PROBLEM STATEMENT: In the listing that follows, the lines starting at the one containing "Target: yellow and black striped abdomen" and ending at the one containing "Target: dry twig" are to be returned exactly, both boundary lines included, and no others.

PROVIDED RECORDS:
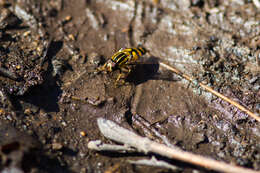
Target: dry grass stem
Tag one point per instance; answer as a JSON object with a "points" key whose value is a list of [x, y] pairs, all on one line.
{"points": [[116, 133], [240, 107]]}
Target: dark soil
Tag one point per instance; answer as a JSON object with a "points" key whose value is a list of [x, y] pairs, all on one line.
{"points": [[51, 95]]}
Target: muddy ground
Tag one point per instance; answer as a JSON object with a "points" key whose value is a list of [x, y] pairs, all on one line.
{"points": [[51, 96]]}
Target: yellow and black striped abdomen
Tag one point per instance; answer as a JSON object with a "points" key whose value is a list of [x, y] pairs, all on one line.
{"points": [[120, 58], [128, 55]]}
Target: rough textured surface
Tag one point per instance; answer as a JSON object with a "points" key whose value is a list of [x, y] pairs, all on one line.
{"points": [[49, 90]]}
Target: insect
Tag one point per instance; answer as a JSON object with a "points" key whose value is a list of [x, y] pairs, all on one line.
{"points": [[122, 61]]}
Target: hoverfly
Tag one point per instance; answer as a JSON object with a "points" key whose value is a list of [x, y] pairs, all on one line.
{"points": [[122, 60]]}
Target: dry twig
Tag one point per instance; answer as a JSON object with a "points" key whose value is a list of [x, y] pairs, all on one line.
{"points": [[240, 107], [114, 132], [154, 162]]}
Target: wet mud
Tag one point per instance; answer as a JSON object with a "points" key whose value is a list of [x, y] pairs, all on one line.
{"points": [[51, 94]]}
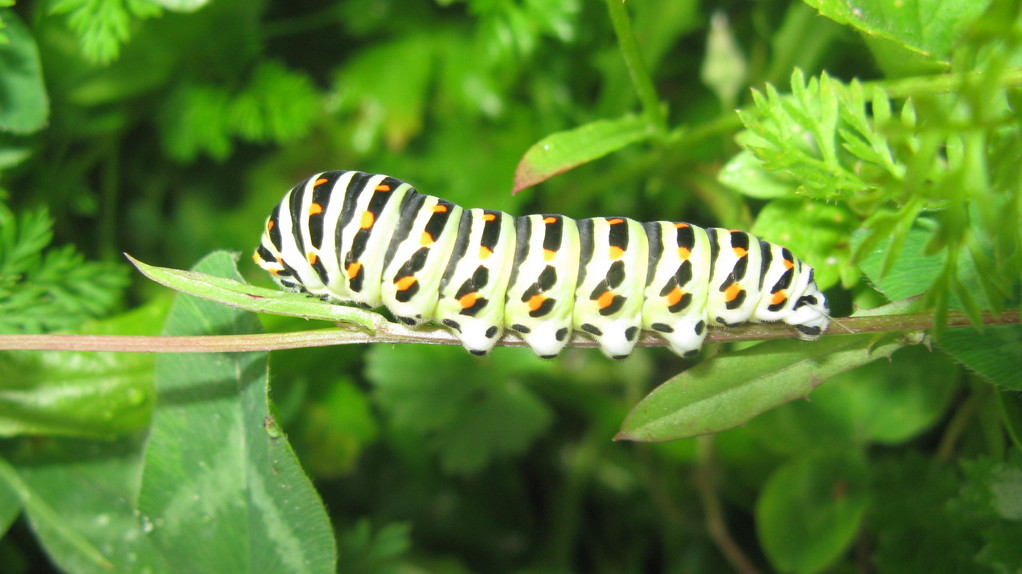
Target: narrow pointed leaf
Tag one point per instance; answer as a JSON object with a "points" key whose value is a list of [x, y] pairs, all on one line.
{"points": [[260, 299]]}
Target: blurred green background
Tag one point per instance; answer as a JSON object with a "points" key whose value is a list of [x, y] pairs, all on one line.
{"points": [[169, 129]]}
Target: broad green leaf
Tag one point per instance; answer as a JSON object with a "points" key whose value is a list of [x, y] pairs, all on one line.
{"points": [[469, 411], [728, 390], [241, 295], [562, 151], [94, 394], [24, 103], [222, 489], [995, 353], [810, 510], [932, 27]]}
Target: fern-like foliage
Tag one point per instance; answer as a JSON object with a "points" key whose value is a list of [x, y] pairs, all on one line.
{"points": [[44, 290], [897, 165], [102, 26]]}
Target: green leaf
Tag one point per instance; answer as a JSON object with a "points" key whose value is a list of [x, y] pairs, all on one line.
{"points": [[24, 102], [92, 394], [745, 174], [181, 5], [932, 27], [562, 151], [885, 401], [222, 488], [385, 87], [995, 353], [817, 231], [911, 494], [248, 297], [810, 509], [467, 410], [103, 25], [729, 389]]}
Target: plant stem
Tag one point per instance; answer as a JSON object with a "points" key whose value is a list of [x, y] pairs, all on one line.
{"points": [[633, 60]]}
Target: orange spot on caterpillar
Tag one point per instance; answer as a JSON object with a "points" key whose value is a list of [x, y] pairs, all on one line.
{"points": [[468, 299], [731, 293], [353, 270], [675, 296], [605, 299], [536, 301]]}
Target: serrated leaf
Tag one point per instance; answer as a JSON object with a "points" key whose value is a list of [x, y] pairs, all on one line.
{"points": [[24, 102], [562, 151], [729, 390], [810, 509], [221, 487], [243, 296]]}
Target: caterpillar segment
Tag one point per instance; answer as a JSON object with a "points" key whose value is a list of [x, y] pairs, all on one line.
{"points": [[374, 241], [544, 275]]}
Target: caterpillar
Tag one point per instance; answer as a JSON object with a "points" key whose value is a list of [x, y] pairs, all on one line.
{"points": [[374, 241]]}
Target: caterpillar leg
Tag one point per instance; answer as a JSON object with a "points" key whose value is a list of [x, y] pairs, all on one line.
{"points": [[471, 302]]}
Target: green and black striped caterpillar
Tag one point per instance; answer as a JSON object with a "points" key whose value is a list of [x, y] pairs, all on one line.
{"points": [[374, 241]]}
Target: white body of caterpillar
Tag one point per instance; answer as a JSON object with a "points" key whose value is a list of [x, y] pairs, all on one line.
{"points": [[374, 241]]}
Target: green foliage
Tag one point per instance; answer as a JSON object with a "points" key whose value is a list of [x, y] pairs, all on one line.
{"points": [[168, 129], [48, 290], [276, 105]]}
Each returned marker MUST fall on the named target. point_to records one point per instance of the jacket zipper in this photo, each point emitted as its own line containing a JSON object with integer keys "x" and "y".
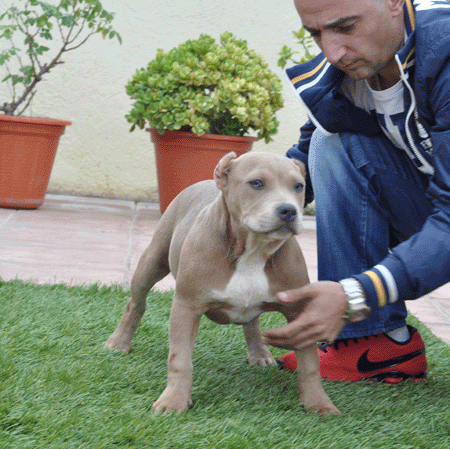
{"x": 426, "y": 167}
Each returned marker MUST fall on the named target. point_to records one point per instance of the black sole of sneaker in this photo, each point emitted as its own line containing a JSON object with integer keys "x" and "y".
{"x": 394, "y": 377}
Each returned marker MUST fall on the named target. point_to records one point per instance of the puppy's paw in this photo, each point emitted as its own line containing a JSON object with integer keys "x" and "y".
{"x": 172, "y": 402}
{"x": 320, "y": 403}
{"x": 117, "y": 343}
{"x": 261, "y": 357}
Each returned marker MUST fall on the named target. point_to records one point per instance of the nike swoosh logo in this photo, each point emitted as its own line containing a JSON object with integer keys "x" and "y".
{"x": 364, "y": 365}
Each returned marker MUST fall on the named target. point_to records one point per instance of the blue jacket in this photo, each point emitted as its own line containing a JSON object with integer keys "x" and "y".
{"x": 422, "y": 263}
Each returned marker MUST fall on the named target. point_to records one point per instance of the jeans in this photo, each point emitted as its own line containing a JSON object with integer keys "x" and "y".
{"x": 369, "y": 197}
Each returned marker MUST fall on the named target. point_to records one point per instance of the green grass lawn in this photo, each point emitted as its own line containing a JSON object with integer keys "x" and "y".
{"x": 59, "y": 388}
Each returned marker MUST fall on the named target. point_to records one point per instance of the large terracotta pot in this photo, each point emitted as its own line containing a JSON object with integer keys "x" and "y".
{"x": 27, "y": 150}
{"x": 184, "y": 158}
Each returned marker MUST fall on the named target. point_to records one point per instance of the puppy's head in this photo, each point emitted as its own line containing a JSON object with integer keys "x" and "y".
{"x": 264, "y": 192}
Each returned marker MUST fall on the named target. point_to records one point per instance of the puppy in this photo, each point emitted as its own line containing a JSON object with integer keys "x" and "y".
{"x": 230, "y": 245}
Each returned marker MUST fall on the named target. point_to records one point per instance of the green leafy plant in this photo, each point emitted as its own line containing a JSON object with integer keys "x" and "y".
{"x": 204, "y": 87}
{"x": 306, "y": 43}
{"x": 27, "y": 30}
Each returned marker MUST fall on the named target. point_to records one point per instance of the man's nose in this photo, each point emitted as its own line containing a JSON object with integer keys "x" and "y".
{"x": 333, "y": 47}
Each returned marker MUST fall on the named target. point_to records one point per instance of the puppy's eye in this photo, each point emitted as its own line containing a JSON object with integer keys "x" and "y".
{"x": 257, "y": 184}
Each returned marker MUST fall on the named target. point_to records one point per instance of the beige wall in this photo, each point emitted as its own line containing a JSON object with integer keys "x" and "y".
{"x": 97, "y": 155}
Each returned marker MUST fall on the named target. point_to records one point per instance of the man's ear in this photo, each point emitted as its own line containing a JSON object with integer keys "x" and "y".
{"x": 222, "y": 170}
{"x": 301, "y": 166}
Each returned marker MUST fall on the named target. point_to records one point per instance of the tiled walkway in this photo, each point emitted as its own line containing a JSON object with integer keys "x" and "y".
{"x": 76, "y": 240}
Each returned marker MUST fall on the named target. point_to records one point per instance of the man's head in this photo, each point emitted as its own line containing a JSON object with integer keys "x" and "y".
{"x": 359, "y": 37}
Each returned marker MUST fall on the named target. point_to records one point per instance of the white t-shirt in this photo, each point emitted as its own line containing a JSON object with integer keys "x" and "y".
{"x": 388, "y": 106}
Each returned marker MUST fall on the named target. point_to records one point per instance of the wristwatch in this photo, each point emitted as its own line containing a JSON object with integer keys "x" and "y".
{"x": 357, "y": 308}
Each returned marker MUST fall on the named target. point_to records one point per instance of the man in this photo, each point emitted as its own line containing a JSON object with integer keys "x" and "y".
{"x": 377, "y": 148}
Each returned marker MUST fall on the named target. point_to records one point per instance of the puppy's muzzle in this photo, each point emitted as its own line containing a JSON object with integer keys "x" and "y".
{"x": 287, "y": 212}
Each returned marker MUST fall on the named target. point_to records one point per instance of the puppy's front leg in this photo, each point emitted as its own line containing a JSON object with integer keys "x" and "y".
{"x": 258, "y": 352}
{"x": 312, "y": 394}
{"x": 183, "y": 328}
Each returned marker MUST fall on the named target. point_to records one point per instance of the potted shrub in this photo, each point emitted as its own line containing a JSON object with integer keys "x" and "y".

RESULT:
Target: yellow and black striped abdomen
Tag one point per instance; answer as a JSON object with a "points" key whose value is a list of [x, y] pairs, all on one line.
{"points": [[120, 58], [128, 55]]}
Target: rough textured surface
Tag one point per instance; answer as a JSON object with a "points" key whose value is a list of [x, y] pairs, all on one line.
{"points": [[49, 90]]}
Target: insect
Tag one point per instance; answer as a JSON object with a "points" key whose value is a list of [x, y] pairs, all on one line.
{"points": [[122, 61]]}
Target: hoverfly
Tag one point per instance; answer as a JSON object with a "points" key whose value is a list of [x, y] pairs, all on one line.
{"points": [[122, 60]]}
Target: dry twig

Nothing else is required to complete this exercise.